━━━━━ Source data
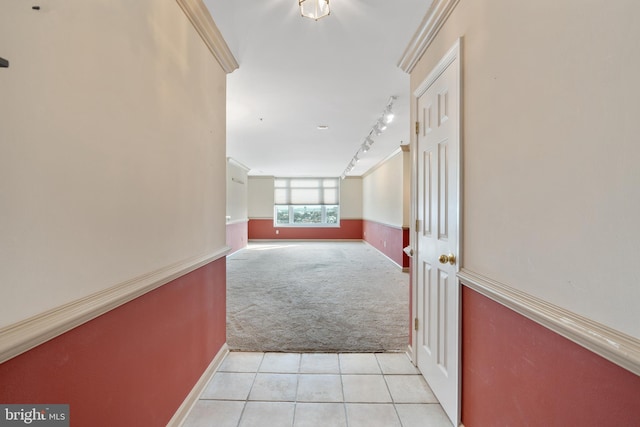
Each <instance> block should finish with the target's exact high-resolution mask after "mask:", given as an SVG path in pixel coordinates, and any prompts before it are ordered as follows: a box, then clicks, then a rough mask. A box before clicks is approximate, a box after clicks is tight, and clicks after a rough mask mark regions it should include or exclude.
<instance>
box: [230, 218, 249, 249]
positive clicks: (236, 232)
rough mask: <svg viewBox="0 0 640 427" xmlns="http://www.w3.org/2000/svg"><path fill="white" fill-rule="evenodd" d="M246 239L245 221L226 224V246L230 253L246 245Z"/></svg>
mask: <svg viewBox="0 0 640 427" xmlns="http://www.w3.org/2000/svg"><path fill="white" fill-rule="evenodd" d="M248 241H249V227H248V224H247V221H242V222H234V223H232V224H227V246H229V247H230V248H231V253H234V252H237V251H239V250H240V249H242V248H244V247H245V246H247V242H248Z"/></svg>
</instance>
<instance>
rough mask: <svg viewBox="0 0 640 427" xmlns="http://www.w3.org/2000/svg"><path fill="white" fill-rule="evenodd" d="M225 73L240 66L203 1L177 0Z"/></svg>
mask: <svg viewBox="0 0 640 427" xmlns="http://www.w3.org/2000/svg"><path fill="white" fill-rule="evenodd" d="M176 1H177V2H178V4H179V5H180V7H181V8H182V10H183V11H184V13H185V15H187V18H189V20H190V21H191V23H192V24H193V27H194V28H195V29H196V31H197V32H198V34H200V37H202V40H203V41H204V43H205V44H206V45H207V47H208V48H209V50H210V51H211V53H212V54H213V56H214V57H215V58H216V60H217V61H218V63H219V64H220V66H221V67H222V69H223V70H224V71H225V73H227V74H229V73H232V72H233V71H234V70H236V69H237V68H238V67H239V65H238V62H237V61H236V59H235V58H234V56H233V53H232V52H231V49H229V46H228V45H227V42H226V41H225V40H224V37H222V33H221V32H220V30H219V29H218V27H217V26H216V24H215V22H213V18H212V17H211V13H209V9H207V7H206V6H205V5H204V3H203V2H202V0H176Z"/></svg>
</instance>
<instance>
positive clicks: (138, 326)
mask: <svg viewBox="0 0 640 427" xmlns="http://www.w3.org/2000/svg"><path fill="white" fill-rule="evenodd" d="M225 294H226V260H225V258H224V257H223V258H222V259H219V260H216V261H213V262H211V263H210V264H208V265H206V266H204V267H201V268H199V269H197V270H195V271H193V272H191V273H189V274H186V275H184V276H182V277H180V278H178V279H176V280H174V281H172V282H170V283H168V284H166V285H164V286H162V287H160V288H158V289H156V290H154V291H151V292H149V293H147V294H145V295H143V296H141V297H139V298H137V299H135V300H132V301H130V302H129V303H127V304H124V305H122V306H120V307H118V308H116V309H114V310H111V311H110V312H107V313H105V314H104V315H102V316H99V317H97V318H96V319H94V320H91V321H89V322H87V323H85V324H83V325H81V326H78V327H77V328H75V329H72V330H71V331H68V332H66V333H64V334H63V335H60V336H58V337H56V338H54V339H52V340H51V341H48V342H46V343H44V344H42V345H40V346H38V347H36V348H34V349H32V350H30V351H28V352H26V353H23V354H21V355H19V356H16V357H14V358H13V359H10V360H8V361H6V362H4V363H3V364H0V402H2V403H25V404H28V403H43V404H44V403H61V404H64V403H68V404H70V419H71V425H72V426H105V427H107V426H108V427H112V426H165V425H166V424H167V422H168V421H169V420H170V419H171V417H172V416H173V414H174V413H175V411H176V410H177V409H178V407H179V406H180V405H181V404H182V402H183V401H184V399H185V398H186V396H187V394H188V393H189V392H190V391H191V389H192V388H193V387H194V385H195V384H196V382H197V381H198V380H199V378H200V377H201V375H202V374H203V373H204V371H205V369H206V368H207V367H208V365H209V364H210V363H211V361H212V360H213V358H214V357H215V356H216V354H217V353H218V351H219V350H220V349H221V348H222V346H223V345H224V343H225V341H226V326H225V322H226V304H225V301H226V296H225Z"/></svg>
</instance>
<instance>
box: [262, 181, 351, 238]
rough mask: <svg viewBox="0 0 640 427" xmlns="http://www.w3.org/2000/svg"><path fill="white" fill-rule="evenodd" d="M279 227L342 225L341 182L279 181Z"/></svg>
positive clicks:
━━━━━━━━━━
Apart from the pictures, return the records exactly.

Each <instance> block should finish with the target's exact high-resolution mask after "mask:", given as an SVG path in pixel coordinates, and any prompts before it are ordered as follows: a box, then clicks, then a rough mask. A box before clicks is approximate, a box after clicks is tight, and clicks after a rough mask mark regions it should include or exclude.
<instance>
box: [230, 218, 249, 249]
positive clicks: (236, 232)
rough mask: <svg viewBox="0 0 640 427" xmlns="http://www.w3.org/2000/svg"><path fill="white" fill-rule="evenodd" d="M246 239L245 221L226 224V246L230 253L246 245Z"/></svg>
mask: <svg viewBox="0 0 640 427" xmlns="http://www.w3.org/2000/svg"><path fill="white" fill-rule="evenodd" d="M248 241H249V227H248V224H247V221H242V222H234V223H232V224H227V246H229V247H230V248H231V253H234V252H237V251H239V250H240V249H242V248H244V247H245V246H247V242H248Z"/></svg>
</instance>
<instance>
rough mask: <svg viewBox="0 0 640 427" xmlns="http://www.w3.org/2000/svg"><path fill="white" fill-rule="evenodd" d="M225 73L240 66L203 1L177 0Z"/></svg>
mask: <svg viewBox="0 0 640 427" xmlns="http://www.w3.org/2000/svg"><path fill="white" fill-rule="evenodd" d="M176 1H177V2H178V4H179V5H180V7H181V8H182V10H183V11H184V13H185V15H187V18H189V20H190V21H191V23H192V24H193V27H194V28H195V29H196V31H197V32H198V34H200V37H202V40H203V41H204V43H205V44H206V45H207V47H208V48H209V50H210V51H211V53H212V54H213V56H214V57H215V58H216V60H217V61H218V63H219V64H220V66H221V67H222V69H223V70H224V71H225V73H227V74H229V73H232V72H233V71H234V70H236V69H237V68H238V67H239V65H238V62H237V61H236V59H235V58H234V56H233V53H232V52H231V49H229V46H228V45H227V42H226V41H225V40H224V37H222V33H221V32H220V30H219V29H218V27H217V26H216V24H215V22H213V18H212V17H211V13H209V9H207V7H206V6H205V5H204V3H203V2H202V0H176Z"/></svg>
</instance>
<instance>
positive clicks: (138, 326)
mask: <svg viewBox="0 0 640 427" xmlns="http://www.w3.org/2000/svg"><path fill="white" fill-rule="evenodd" d="M225 294H226V260H225V258H224V257H223V258H222V259H219V260H216V261H213V262H211V263H210V264H208V265H206V266H204V267H201V268H199V269H197V270H195V271H193V272H191V273H189V274H186V275H184V276H182V277H180V278H178V279H176V280H174V281H172V282H170V283H168V284H166V285H164V286H162V287H160V288H158V289H156V290H154V291H151V292H149V293H147V294H145V295H143V296H141V297H139V298H137V299H135V300H132V301H130V302H129V303H127V304H124V305H122V306H120V307H118V308H116V309H114V310H111V311H110V312H107V313H105V314H104V315H102V316H99V317H97V318H96V319H94V320H91V321H89V322H87V323H85V324H83V325H81V326H78V327H77V328H75V329H72V330H71V331H68V332H66V333H64V334H63V335H60V336H58V337H56V338H54V339H52V340H51V341H48V342H46V343H44V344H42V345H40V346H38V347H36V348H34V349H32V350H30V351H28V352H26V353H23V354H21V355H19V356H16V357H14V358H13V359H10V360H8V361H6V362H4V363H3V364H0V402H2V403H25V404H28V403H43V404H44V403H61V404H64V403H68V404H70V419H71V425H72V426H105V427H107V426H108V427H112V426H165V425H166V424H167V422H168V421H169V420H170V419H171V417H172V416H173V414H174V413H175V411H176V410H177V409H178V407H179V406H180V405H181V404H182V402H183V401H184V399H185V398H186V396H187V394H188V393H189V392H190V391H191V389H192V388H193V387H194V385H195V384H196V382H197V381H198V380H199V378H200V377H201V375H202V374H203V373H204V371H205V369H206V368H207V367H208V365H209V364H210V363H211V361H212V360H213V358H214V357H215V356H216V354H217V353H218V351H219V350H220V349H221V348H222V346H223V345H224V343H225V341H226V326H225V322H226V304H225V301H226V296H225Z"/></svg>
</instance>
<instance>
box: [262, 181, 351, 238]
rough mask: <svg viewBox="0 0 640 427" xmlns="http://www.w3.org/2000/svg"><path fill="white" fill-rule="evenodd" d="M279 227L342 225L341 182L279 181Z"/></svg>
positive clicks:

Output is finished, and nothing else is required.